#### Texto proporcionado ####
El japonés que escribió sobre la muerte de su abuelo
Un joven escribe un diario sobre su abuelo moribundo, el único pariente que le queda. El anciano, autor no publicado, se pregunta qué será de su nieto. Ninguno sabe que esas páginas manuscritas se perderán por años, hasta reaparecer al cabo de una década y marcar el comienzo de una carrera, de una voz, que no era de este mundo.
Por Manuel Montali | LVSJ
Yasunari tiene 14 años. Escribe un diario. Vive con su abuelo, un anciano casi ciego a causa de cataratas y también algo sordo: tiene que gritarle a centímetros de la oreja para que él sepa cuando llega a la casa.
El abuelo se está muriendo y el joven se debate entre el desagrado de tener que asistirlo en los cuidados más personales (desde alimentarlo hasta ayudarlo a orinar) y la angustia de quedarse solo en el mundo, sin casa y ni parientes cercanos.
#### Datos proporcionados ####
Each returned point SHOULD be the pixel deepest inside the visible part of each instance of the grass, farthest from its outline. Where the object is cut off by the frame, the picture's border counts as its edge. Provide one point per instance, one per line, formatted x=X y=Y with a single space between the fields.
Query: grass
####
### Objetivo de la tarea
Retome el texto sobre Yasunari y el diario de su abuelo moribundo, y continúe la redacción a partir de su última oración. Las líneas no intervienen en lo que aquí se solicita.

### En respuesta
Yasunari había nacido en 1899 en Osaka, Japón. Su padre murió cuando tenía tres años. Su madre, al año siguiente. Una prima le contó que, cuando murió el padre, estaba excitado de tener la casa tan alborotada y repleta de gente, pero que no le gustó cuando martillaron los clavos en el ataúd, y que nadie sabía qué hacer con él.
Ya huérfano, fue adoptado por sus abuelos paternos. La hermana mayor fue a lo de unos tíos, pero murió siendo niña. Su abuela murió también. Quedó solo con ese anciano, pura piel y huesos, que yace en una cama, que sufre y se queja.
El diario comienza un 4 de mayo. Cuenta la intimidad dolorosa y el advenimiento de la muerte. Los únicos sonidos de la casa son el tic-tac de reloj de pared y el mechero de la lámpara de gas. La soledad y la tristeza son asfixiantes. Apenas si los acompaña una campesina, que ayuda con la cocina y las tareas domésticas. Y que trae soluciones caseras para el mal del abuelo (que según una médium es una criatura que habita en su interior), como colocar un pliego de Bodhisattva Myoken sobre él y quemar incienso. Para el joven, son supersticiones, pero elige el silencio. Alguna vez aceptará tomar una espada para blandirla sobre la cama del abuelo y espantar espíritus malignos, pero se sentirá ridículo.
La campesina le dice al joven huérfano: "Piénsalo como la forma de pagar su deuda de gratitud con el abuelo". Eso a Yasunari lo reconforta.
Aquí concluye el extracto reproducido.